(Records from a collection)
>>>>>
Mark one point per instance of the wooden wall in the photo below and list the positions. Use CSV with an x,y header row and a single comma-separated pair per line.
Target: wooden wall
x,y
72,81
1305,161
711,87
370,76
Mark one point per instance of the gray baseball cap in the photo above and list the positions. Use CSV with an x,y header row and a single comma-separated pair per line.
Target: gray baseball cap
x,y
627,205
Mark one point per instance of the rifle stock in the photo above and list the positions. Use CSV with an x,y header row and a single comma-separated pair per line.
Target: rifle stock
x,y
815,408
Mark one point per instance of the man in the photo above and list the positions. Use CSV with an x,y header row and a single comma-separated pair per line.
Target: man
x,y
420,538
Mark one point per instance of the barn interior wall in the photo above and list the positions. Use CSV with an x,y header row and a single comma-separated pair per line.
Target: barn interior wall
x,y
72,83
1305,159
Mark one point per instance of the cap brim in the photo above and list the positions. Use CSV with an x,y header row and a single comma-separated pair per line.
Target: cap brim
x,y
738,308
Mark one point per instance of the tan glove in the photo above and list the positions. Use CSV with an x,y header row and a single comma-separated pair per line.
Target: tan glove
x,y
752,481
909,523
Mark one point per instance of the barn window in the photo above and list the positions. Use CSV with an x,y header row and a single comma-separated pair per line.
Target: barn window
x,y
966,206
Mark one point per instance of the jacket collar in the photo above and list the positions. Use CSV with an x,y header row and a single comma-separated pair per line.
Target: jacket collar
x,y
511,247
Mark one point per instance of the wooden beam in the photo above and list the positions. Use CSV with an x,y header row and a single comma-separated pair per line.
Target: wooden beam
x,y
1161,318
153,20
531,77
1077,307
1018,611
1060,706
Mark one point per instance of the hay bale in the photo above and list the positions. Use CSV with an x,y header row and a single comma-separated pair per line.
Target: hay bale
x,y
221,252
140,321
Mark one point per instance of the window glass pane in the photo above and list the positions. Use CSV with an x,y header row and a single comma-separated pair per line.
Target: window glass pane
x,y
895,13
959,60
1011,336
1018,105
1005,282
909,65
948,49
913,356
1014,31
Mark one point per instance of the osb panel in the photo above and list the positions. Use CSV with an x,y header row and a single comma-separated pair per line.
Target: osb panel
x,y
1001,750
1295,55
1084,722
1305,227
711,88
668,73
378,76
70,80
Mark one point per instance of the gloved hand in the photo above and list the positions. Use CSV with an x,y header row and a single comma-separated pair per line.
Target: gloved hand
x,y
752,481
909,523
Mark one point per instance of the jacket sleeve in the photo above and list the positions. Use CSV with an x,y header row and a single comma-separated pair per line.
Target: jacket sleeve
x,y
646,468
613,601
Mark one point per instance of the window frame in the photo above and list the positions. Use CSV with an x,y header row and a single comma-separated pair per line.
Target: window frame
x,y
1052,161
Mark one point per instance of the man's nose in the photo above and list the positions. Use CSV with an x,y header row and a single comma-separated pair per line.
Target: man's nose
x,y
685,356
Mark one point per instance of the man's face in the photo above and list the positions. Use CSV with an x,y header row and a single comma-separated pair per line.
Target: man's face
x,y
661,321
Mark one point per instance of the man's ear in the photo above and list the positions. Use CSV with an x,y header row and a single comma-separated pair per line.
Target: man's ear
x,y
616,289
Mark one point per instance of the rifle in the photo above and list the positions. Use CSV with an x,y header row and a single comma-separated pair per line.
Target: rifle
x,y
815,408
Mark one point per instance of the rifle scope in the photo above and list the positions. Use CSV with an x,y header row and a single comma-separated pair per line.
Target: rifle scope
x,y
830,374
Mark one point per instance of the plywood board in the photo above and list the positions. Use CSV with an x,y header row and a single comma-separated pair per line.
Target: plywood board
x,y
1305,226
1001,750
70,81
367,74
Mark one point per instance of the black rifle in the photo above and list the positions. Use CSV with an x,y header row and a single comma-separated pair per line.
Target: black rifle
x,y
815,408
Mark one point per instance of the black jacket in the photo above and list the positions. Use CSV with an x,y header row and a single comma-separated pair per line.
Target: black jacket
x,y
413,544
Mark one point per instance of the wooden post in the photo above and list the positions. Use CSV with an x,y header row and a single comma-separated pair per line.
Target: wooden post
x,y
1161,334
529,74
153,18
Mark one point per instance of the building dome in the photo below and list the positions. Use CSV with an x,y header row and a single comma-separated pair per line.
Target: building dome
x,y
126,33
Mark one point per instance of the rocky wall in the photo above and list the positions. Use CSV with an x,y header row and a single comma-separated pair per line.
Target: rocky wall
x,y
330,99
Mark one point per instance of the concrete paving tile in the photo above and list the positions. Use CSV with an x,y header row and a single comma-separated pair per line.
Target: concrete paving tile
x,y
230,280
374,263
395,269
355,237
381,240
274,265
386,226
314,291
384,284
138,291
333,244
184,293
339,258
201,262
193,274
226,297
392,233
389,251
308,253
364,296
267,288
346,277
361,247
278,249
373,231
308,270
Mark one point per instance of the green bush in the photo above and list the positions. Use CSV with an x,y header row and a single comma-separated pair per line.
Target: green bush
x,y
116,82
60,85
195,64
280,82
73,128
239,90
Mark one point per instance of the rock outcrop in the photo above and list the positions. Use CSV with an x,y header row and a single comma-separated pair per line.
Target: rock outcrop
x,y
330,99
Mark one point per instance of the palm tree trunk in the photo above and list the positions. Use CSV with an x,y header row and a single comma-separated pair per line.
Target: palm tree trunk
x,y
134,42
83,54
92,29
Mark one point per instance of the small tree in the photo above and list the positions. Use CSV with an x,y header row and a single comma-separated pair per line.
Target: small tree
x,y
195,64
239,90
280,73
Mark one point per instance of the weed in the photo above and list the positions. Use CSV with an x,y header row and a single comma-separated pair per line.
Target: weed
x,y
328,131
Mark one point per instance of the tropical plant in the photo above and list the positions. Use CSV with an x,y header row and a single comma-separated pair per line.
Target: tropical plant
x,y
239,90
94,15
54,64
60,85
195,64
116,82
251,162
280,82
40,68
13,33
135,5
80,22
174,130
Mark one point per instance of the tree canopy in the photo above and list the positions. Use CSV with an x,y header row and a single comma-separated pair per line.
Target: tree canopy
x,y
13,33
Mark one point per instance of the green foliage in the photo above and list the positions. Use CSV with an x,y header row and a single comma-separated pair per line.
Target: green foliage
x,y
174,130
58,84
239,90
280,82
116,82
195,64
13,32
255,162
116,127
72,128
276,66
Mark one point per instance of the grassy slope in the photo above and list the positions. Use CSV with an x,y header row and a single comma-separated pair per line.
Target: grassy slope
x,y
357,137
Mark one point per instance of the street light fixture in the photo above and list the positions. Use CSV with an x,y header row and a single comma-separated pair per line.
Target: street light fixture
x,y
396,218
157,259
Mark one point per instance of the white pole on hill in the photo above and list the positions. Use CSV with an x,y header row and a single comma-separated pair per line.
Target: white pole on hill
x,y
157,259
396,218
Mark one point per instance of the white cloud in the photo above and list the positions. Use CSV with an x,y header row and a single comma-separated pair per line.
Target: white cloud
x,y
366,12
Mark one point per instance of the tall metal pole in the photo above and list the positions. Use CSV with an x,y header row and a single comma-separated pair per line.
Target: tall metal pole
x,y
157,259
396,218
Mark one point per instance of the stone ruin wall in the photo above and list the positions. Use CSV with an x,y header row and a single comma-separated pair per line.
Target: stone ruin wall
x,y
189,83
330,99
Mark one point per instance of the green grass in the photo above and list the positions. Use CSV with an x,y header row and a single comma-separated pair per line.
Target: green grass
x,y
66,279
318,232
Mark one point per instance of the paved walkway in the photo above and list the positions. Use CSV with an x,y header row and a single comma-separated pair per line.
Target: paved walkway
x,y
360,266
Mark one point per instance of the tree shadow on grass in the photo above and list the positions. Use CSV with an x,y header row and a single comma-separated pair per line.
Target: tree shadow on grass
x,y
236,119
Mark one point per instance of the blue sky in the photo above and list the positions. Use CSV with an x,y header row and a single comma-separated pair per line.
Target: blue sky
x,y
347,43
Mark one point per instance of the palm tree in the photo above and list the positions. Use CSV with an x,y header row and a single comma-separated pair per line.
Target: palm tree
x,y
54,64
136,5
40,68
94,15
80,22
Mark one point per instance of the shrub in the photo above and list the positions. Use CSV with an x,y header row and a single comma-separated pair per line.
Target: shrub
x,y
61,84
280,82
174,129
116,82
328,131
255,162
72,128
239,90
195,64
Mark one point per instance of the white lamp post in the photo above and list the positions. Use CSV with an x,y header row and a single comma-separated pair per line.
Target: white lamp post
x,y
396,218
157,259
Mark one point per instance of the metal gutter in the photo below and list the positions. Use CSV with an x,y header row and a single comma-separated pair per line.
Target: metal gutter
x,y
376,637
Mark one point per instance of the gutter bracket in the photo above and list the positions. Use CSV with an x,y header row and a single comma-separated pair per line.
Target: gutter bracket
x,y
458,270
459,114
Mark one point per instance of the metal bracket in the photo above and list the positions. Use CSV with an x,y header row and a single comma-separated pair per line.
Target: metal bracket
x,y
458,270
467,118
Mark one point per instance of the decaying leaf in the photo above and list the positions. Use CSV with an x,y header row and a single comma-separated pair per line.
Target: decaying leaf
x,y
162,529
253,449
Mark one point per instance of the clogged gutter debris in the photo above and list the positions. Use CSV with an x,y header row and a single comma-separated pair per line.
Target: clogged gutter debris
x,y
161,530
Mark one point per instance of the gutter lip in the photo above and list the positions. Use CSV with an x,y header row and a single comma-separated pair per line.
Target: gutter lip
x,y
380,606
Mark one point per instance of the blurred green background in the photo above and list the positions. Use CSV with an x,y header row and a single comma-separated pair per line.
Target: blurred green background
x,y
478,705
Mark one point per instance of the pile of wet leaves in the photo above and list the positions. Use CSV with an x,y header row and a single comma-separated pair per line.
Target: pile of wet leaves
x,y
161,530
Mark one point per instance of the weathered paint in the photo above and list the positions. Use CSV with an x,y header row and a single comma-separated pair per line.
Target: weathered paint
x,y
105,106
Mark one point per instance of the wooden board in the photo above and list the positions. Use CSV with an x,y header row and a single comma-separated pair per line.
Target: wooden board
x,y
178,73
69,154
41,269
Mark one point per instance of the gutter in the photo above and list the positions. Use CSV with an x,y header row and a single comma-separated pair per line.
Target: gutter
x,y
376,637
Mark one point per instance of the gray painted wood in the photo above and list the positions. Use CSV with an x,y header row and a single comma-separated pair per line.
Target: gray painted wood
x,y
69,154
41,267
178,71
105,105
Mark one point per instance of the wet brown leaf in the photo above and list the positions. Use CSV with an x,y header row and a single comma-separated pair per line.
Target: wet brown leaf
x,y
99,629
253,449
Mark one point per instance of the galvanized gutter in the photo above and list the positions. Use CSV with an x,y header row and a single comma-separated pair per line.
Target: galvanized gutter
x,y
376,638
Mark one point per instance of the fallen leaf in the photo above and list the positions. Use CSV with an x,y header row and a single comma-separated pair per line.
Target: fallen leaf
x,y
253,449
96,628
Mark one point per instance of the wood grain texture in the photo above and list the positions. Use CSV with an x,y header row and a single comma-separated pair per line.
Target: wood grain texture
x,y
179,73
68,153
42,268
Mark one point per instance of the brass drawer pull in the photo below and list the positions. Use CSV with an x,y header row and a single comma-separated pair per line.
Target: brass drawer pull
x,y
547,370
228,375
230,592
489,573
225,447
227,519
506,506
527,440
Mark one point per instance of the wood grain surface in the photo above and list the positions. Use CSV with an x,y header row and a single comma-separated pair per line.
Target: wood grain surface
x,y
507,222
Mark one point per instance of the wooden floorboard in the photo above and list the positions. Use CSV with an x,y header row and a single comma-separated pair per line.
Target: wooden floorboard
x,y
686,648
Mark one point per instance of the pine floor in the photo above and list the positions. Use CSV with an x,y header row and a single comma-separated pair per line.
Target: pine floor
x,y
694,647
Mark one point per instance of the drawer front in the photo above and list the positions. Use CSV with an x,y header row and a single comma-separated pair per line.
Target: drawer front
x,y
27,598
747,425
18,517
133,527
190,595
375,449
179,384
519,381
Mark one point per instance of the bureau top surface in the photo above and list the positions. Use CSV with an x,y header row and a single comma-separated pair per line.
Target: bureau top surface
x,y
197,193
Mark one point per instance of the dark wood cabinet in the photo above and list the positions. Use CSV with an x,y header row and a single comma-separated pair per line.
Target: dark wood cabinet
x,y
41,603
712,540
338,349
<<<<<
State the number of lines in the records that contain the string "below". Nothing else is needed.

4